═════ PROVIDED DATA

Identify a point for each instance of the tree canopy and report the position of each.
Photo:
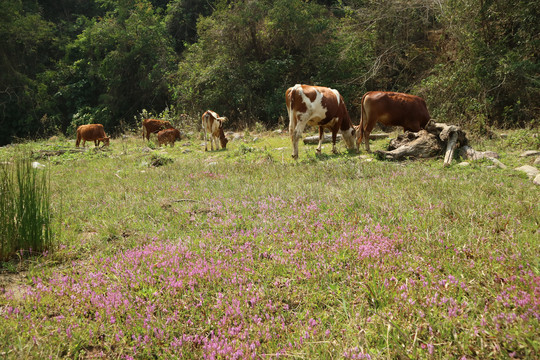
(65, 63)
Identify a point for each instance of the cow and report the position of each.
(153, 126)
(318, 106)
(391, 109)
(212, 123)
(91, 132)
(168, 136)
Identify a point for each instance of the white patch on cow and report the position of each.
(337, 95)
(315, 110)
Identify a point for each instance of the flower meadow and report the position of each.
(257, 270)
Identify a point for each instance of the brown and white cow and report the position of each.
(168, 136)
(318, 106)
(153, 126)
(213, 124)
(391, 109)
(91, 132)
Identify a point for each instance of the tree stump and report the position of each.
(431, 142)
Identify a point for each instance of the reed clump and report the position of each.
(25, 208)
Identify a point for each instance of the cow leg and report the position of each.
(296, 134)
(321, 136)
(366, 140)
(205, 145)
(334, 137)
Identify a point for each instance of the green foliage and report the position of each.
(25, 210)
(523, 139)
(63, 63)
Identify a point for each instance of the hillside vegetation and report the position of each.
(244, 253)
(65, 63)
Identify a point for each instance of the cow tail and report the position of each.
(363, 119)
(290, 110)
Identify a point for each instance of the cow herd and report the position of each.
(306, 105)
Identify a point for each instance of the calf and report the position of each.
(168, 136)
(319, 106)
(91, 132)
(153, 126)
(391, 109)
(213, 124)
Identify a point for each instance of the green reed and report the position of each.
(25, 211)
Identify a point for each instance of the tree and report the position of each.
(25, 40)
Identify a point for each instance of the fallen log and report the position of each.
(426, 143)
(328, 138)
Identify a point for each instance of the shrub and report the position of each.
(25, 212)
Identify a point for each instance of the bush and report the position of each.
(25, 212)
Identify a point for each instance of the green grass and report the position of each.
(25, 214)
(244, 252)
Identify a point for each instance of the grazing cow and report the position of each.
(213, 124)
(168, 136)
(153, 126)
(391, 109)
(91, 132)
(318, 106)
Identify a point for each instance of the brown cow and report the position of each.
(213, 124)
(91, 132)
(168, 136)
(153, 126)
(319, 106)
(391, 109)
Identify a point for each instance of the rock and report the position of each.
(530, 153)
(531, 171)
(412, 145)
(498, 163)
(469, 153)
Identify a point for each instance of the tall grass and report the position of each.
(25, 212)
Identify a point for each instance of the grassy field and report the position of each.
(244, 253)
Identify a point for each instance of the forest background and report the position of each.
(69, 62)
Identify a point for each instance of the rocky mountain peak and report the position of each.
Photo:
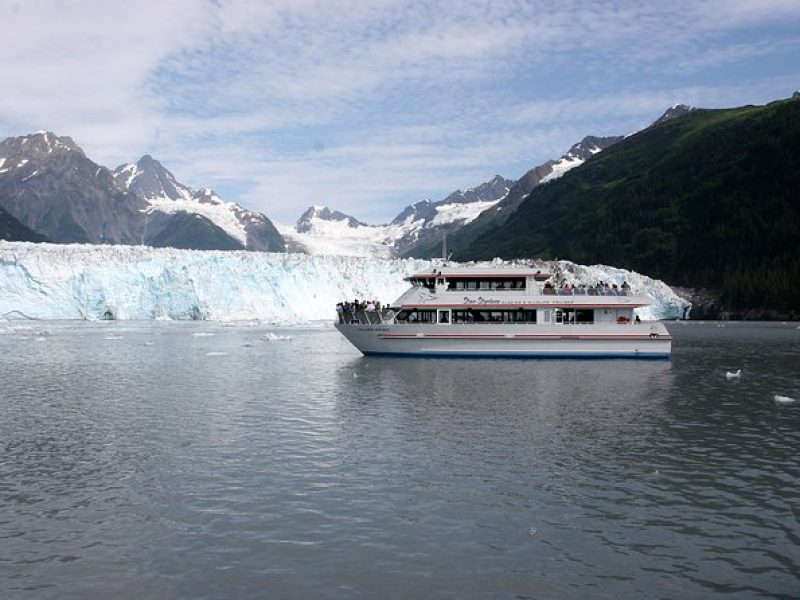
(149, 179)
(39, 145)
(589, 146)
(322, 213)
(676, 110)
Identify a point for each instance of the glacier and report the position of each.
(92, 282)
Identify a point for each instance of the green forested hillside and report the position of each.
(709, 199)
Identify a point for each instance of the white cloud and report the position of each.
(370, 105)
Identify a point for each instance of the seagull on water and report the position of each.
(784, 399)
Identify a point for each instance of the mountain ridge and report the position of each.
(706, 199)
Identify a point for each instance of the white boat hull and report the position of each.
(645, 340)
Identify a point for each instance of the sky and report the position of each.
(369, 106)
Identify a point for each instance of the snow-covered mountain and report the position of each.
(51, 281)
(165, 195)
(323, 231)
(676, 110)
(49, 185)
(315, 218)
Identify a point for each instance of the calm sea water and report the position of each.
(194, 460)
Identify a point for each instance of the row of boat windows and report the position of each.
(466, 285)
(565, 316)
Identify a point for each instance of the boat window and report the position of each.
(494, 316)
(570, 316)
(413, 315)
(466, 283)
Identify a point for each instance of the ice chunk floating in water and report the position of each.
(52, 281)
(274, 337)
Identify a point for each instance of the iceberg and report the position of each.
(95, 282)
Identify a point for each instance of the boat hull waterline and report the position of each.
(643, 341)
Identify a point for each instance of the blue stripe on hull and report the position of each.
(478, 354)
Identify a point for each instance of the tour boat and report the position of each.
(502, 311)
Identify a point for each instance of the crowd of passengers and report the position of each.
(599, 289)
(351, 308)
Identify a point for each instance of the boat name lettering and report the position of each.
(481, 300)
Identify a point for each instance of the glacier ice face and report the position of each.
(50, 281)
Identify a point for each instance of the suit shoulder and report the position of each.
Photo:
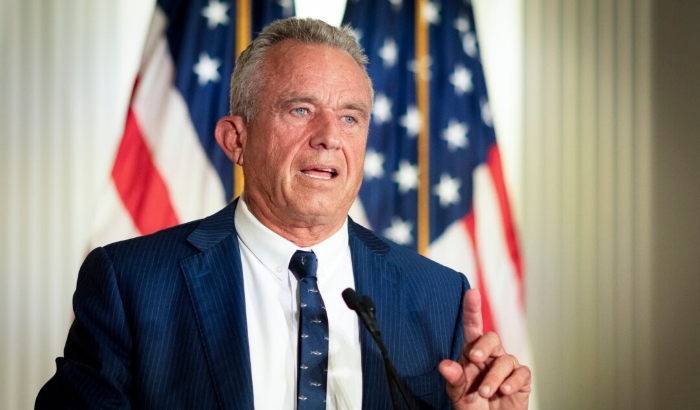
(154, 242)
(406, 260)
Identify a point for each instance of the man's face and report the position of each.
(303, 154)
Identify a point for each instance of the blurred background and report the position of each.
(596, 106)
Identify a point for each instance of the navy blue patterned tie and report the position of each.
(312, 349)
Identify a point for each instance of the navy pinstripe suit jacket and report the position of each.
(160, 322)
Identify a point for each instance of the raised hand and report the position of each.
(486, 377)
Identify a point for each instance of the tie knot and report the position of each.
(303, 264)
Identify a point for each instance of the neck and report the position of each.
(302, 230)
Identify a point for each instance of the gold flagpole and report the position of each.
(423, 101)
(243, 30)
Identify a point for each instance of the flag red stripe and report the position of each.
(139, 184)
(496, 170)
(489, 325)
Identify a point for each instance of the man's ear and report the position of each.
(231, 134)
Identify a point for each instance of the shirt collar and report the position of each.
(275, 252)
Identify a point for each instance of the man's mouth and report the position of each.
(320, 173)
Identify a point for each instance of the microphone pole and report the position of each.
(365, 309)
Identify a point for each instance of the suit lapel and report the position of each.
(215, 283)
(379, 280)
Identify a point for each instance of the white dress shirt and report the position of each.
(272, 304)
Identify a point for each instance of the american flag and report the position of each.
(168, 168)
(465, 213)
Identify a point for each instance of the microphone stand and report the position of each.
(365, 309)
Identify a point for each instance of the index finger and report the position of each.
(472, 320)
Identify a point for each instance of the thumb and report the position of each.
(455, 378)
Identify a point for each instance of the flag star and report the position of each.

══════════

TASK TO CARRY OUT: Copy out the material above line for line, leaving out the pictures.

SOLVED EXERCISE:
Identify a point for each instance of the tree canopy and report the position of each.
Photo:
(65, 63)
Identify a point for each instance of the cow and report the position of each.
(153, 126)
(318, 106)
(391, 109)
(212, 123)
(91, 132)
(168, 136)
Identify a point for each instance of the white patch on cow and report the position of each.
(337, 95)
(315, 110)
Identify a point for each instance of the flower meadow and report the position of each.
(257, 270)
Identify a point for each instance of the brown and white cow and report the position of each.
(168, 136)
(318, 106)
(153, 126)
(213, 124)
(391, 109)
(91, 132)
Identify a point for each instance of the tree stump and report the position of each.
(431, 142)
Identify a point for each instance of the reed clump and report the position of each.
(25, 208)
Identify a point for each instance of the cow leg and report the position of each.
(296, 134)
(321, 136)
(366, 140)
(205, 145)
(334, 137)
Identify a point for each instance of the green foliage and report the position of each.
(25, 210)
(523, 139)
(63, 63)
Identify a point for each instance of the hillside vegetation and report the position of each.
(244, 253)
(65, 63)
Identify a point for each instance of the cow tail and report the position of each.
(363, 119)
(290, 110)
Identify a point for each instance of the cow herd and report the position of each.
(306, 105)
Identify a point for each instance of the calf and report the position of each.
(168, 136)
(319, 106)
(91, 132)
(153, 126)
(391, 109)
(213, 124)
Identify a point for each instance of the green reed and report the position of each.
(25, 211)
Identify a point for each instance of the tree and report the position of each.
(25, 40)
Identify a point for each instance of the fallen log and report the position of each.
(426, 143)
(328, 138)
Identify a point for each instance of the shrub and report the position of each.
(25, 212)
Identify a point for each instance of the bush and report the position of each.
(25, 212)
Identify a point for each instance of the green grass and report the position of each.
(25, 214)
(244, 252)
Identify a point for each instance of the grazing cow and report the position of each.
(213, 124)
(168, 136)
(153, 126)
(391, 109)
(91, 132)
(318, 106)
Identify a point for each instance of the brown cow and report the position of each.
(213, 124)
(91, 132)
(168, 136)
(153, 126)
(319, 106)
(391, 109)
Identify a point for each instance of the rock and report the position of each.
(530, 153)
(531, 171)
(412, 145)
(498, 163)
(469, 153)
Identify a point for each instance of the tall grass and report the position of each.
(25, 212)
Identify a point for each instance of the grassy field and report the position of each.
(244, 253)
Identify a point for each instance of the forest background and report the position of each.
(69, 62)
Identify a point for each instance of the rocky mountain peak and report the position of each.
Photo:
(149, 179)
(39, 145)
(589, 146)
(322, 213)
(676, 110)
Identify a point for each instance of the glacier and report the position of each.
(92, 282)
Identify a point for each instance of the green forested hillside and report the position of each.
(709, 199)
Identify a point for each instance of the white cloud and report the position of each.
(370, 105)
Identify a point for each instance of the seagull on water and report the position of each.
(784, 399)
Identify a point for each instance of the mountain ridge and report the position of each.
(706, 199)
Identify a point for each instance of the white boat hull and report the position of each.
(645, 340)
Identify a point for each instance of the sky and report the position of each.
(369, 106)
Identify a point for each instance of the snow-covered mountain and report the position of each.
(51, 281)
(165, 195)
(323, 231)
(676, 110)
(49, 185)
(315, 218)
Identify a point for each instance of the calm sea water and report the position of each.
(194, 460)
Identify a point for each instance of the row of boat windows and report the position of each.
(466, 285)
(565, 316)
Identify a point for each instance of the boat window and report the position of each.
(494, 316)
(570, 316)
(413, 315)
(466, 283)
Identify a point for each instance of the ice chunk floating in water and report the position of each.
(52, 281)
(274, 337)
Identify a point for each instance of the iceberg and report the position of each.
(95, 282)
Identify a point for each instance of the boat hull waterline and report the position of each.
(643, 341)
Identify a point for each instance of the blue stripe on hull and report the position of each.
(478, 354)
Identify a point for each instance of the tour boat and report the position of each.
(502, 311)
Identify a point for each instance of the crowd of passengers and report the position of each.
(599, 289)
(351, 308)
Identify a point for each instance of the boat name lettering and report the position of each.
(481, 300)
Identify a point for each instance of the glacier ice face and report the position of each.
(50, 281)
Identify a point for each instance of the suit shoulder and report the position of each.
Photo:
(154, 242)
(406, 260)
Identify a point for each instance of the man's face and report the position of each.
(303, 154)
Identify a point for each instance of the blurred background and report the position of each.
(596, 106)
Identify a point for each instance of the navy blue patterned tie and report the position of each.
(312, 349)
Identify a point for each instance of the navy pinstripe suit jacket and report the position of each.
(160, 322)
Identify a point for each instance of the raised hand and report the position of each.
(486, 377)
Identify a point for each instance of the tie knot and report the position of each.
(303, 264)
Identify a point for each instance of the neck and report the position of each.
(302, 230)
Identify a point for each instance of the gold flagpole and report the position of each.
(423, 101)
(243, 30)
Identify a point for each instance of the flag red stripe and report the position of each.
(139, 184)
(496, 170)
(489, 325)
Identify a point for each instance of the man's ear and report the position of each.
(231, 134)
Identify a point for each instance of the shirt collar and report the position of each.
(275, 252)
Identify a point for each instance of the man's mouth and report the position of each.
(320, 173)
Identify a point for each instance of the microphone pole and report the position of each.
(365, 309)
Identify a point for each instance of the suit lapel and report the position of each.
(215, 283)
(379, 280)
Identify a point for each instance of the white dress shirt and report the position of each.
(272, 304)
Identify a point for each instance of the american flag and report the position of each.
(168, 168)
(465, 213)
Identify a point for each instance of the microphone stand and report the position of each.
(365, 309)
Identify a point for each instance of the index finger and report the position of each.
(472, 320)
Identify a point for each instance of the thumb and report the position of each.
(455, 378)
Identify a point for each instance of the flag star and report the position of each.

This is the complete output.